The problem:
Skip the pictures and repeat each line of the data exactly.

Recorded data:

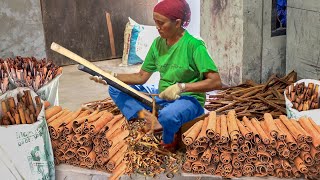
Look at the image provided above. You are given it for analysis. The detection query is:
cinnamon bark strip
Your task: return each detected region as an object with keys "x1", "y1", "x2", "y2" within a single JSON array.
[
  {"x1": 182, "y1": 161, "x2": 192, "y2": 172},
  {"x1": 214, "y1": 116, "x2": 221, "y2": 141},
  {"x1": 186, "y1": 149, "x2": 198, "y2": 162},
  {"x1": 232, "y1": 155, "x2": 242, "y2": 169},
  {"x1": 299, "y1": 151, "x2": 314, "y2": 166},
  {"x1": 308, "y1": 117, "x2": 320, "y2": 134},
  {"x1": 194, "y1": 117, "x2": 209, "y2": 146},
  {"x1": 191, "y1": 160, "x2": 206, "y2": 174},
  {"x1": 243, "y1": 116, "x2": 261, "y2": 144},
  {"x1": 108, "y1": 161, "x2": 126, "y2": 180},
  {"x1": 236, "y1": 118, "x2": 253, "y2": 140},
  {"x1": 182, "y1": 120, "x2": 203, "y2": 146},
  {"x1": 106, "y1": 129, "x2": 129, "y2": 147},
  {"x1": 257, "y1": 151, "x2": 272, "y2": 163},
  {"x1": 206, "y1": 111, "x2": 216, "y2": 139},
  {"x1": 290, "y1": 149, "x2": 301, "y2": 161},
  {"x1": 294, "y1": 156, "x2": 308, "y2": 174},
  {"x1": 105, "y1": 117, "x2": 126, "y2": 139},
  {"x1": 263, "y1": 113, "x2": 279, "y2": 138},
  {"x1": 220, "y1": 115, "x2": 229, "y2": 143},
  {"x1": 106, "y1": 145, "x2": 127, "y2": 172},
  {"x1": 291, "y1": 120, "x2": 312, "y2": 143},
  {"x1": 220, "y1": 152, "x2": 232, "y2": 164},
  {"x1": 251, "y1": 118, "x2": 270, "y2": 145},
  {"x1": 77, "y1": 145, "x2": 93, "y2": 158},
  {"x1": 240, "y1": 140, "x2": 252, "y2": 153},
  {"x1": 89, "y1": 112, "x2": 116, "y2": 135},
  {"x1": 227, "y1": 110, "x2": 240, "y2": 142},
  {"x1": 260, "y1": 120, "x2": 277, "y2": 148},
  {"x1": 310, "y1": 145, "x2": 320, "y2": 161},
  {"x1": 279, "y1": 115, "x2": 304, "y2": 143},
  {"x1": 274, "y1": 118, "x2": 298, "y2": 151},
  {"x1": 298, "y1": 116, "x2": 320, "y2": 150}
]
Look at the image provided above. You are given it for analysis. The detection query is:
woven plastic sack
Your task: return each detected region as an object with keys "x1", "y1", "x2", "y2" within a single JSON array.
[
  {"x1": 0, "y1": 87, "x2": 55, "y2": 180},
  {"x1": 285, "y1": 79, "x2": 320, "y2": 124},
  {"x1": 120, "y1": 18, "x2": 158, "y2": 66}
]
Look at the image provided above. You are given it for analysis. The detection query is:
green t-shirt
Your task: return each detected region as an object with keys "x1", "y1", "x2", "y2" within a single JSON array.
[{"x1": 141, "y1": 31, "x2": 218, "y2": 106}]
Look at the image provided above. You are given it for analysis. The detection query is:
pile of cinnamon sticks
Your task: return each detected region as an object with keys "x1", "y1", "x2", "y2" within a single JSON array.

Output:
Look at the image provided above. You are given it for analysis. The detection query is:
cinnamon bark strip
Your task: return each detected region as an object with keys "x1", "y1", "x2", "y2" within a single JSON array.
[
  {"x1": 182, "y1": 161, "x2": 192, "y2": 172},
  {"x1": 214, "y1": 116, "x2": 221, "y2": 141},
  {"x1": 186, "y1": 149, "x2": 198, "y2": 162},
  {"x1": 232, "y1": 155, "x2": 242, "y2": 169},
  {"x1": 299, "y1": 151, "x2": 314, "y2": 166},
  {"x1": 308, "y1": 117, "x2": 320, "y2": 134},
  {"x1": 194, "y1": 117, "x2": 209, "y2": 146},
  {"x1": 191, "y1": 160, "x2": 206, "y2": 174},
  {"x1": 243, "y1": 116, "x2": 261, "y2": 144},
  {"x1": 108, "y1": 161, "x2": 126, "y2": 180},
  {"x1": 236, "y1": 118, "x2": 253, "y2": 140},
  {"x1": 182, "y1": 120, "x2": 203, "y2": 146},
  {"x1": 106, "y1": 129, "x2": 129, "y2": 147},
  {"x1": 257, "y1": 151, "x2": 272, "y2": 163},
  {"x1": 206, "y1": 111, "x2": 216, "y2": 139},
  {"x1": 290, "y1": 149, "x2": 301, "y2": 161},
  {"x1": 294, "y1": 156, "x2": 308, "y2": 174},
  {"x1": 105, "y1": 117, "x2": 126, "y2": 139},
  {"x1": 263, "y1": 113, "x2": 279, "y2": 138},
  {"x1": 220, "y1": 115, "x2": 229, "y2": 143},
  {"x1": 106, "y1": 145, "x2": 127, "y2": 172},
  {"x1": 291, "y1": 120, "x2": 312, "y2": 143},
  {"x1": 220, "y1": 152, "x2": 232, "y2": 164},
  {"x1": 251, "y1": 118, "x2": 270, "y2": 145},
  {"x1": 77, "y1": 145, "x2": 93, "y2": 158},
  {"x1": 240, "y1": 140, "x2": 252, "y2": 153},
  {"x1": 89, "y1": 112, "x2": 116, "y2": 135},
  {"x1": 227, "y1": 110, "x2": 240, "y2": 142},
  {"x1": 260, "y1": 120, "x2": 277, "y2": 148},
  {"x1": 310, "y1": 145, "x2": 320, "y2": 161},
  {"x1": 279, "y1": 115, "x2": 304, "y2": 143},
  {"x1": 274, "y1": 118, "x2": 298, "y2": 151},
  {"x1": 298, "y1": 116, "x2": 320, "y2": 150}
]
Look at the image provided above. You are given it for analysis. The detection query is:
woven plastic sack
Your task: return each detected region as an object with keys "x1", "y1", "x2", "y2" within a single JSON array.
[
  {"x1": 0, "y1": 87, "x2": 55, "y2": 180},
  {"x1": 285, "y1": 79, "x2": 320, "y2": 124},
  {"x1": 120, "y1": 18, "x2": 158, "y2": 66}
]
Look at the image provided above. You are given it for analysis. The detection query is:
green t-shirt
Your task: return each detected region as an object with keys "x1", "y1", "x2", "y2" within a single JSON array.
[{"x1": 141, "y1": 31, "x2": 218, "y2": 106}]
Look at the image provided above. You are given it for analysis. The detection query is:
pile of cinnamon sticks
Your task: return each detected region as an object with keys "x1", "y1", "x2", "y2" within a single JSON array.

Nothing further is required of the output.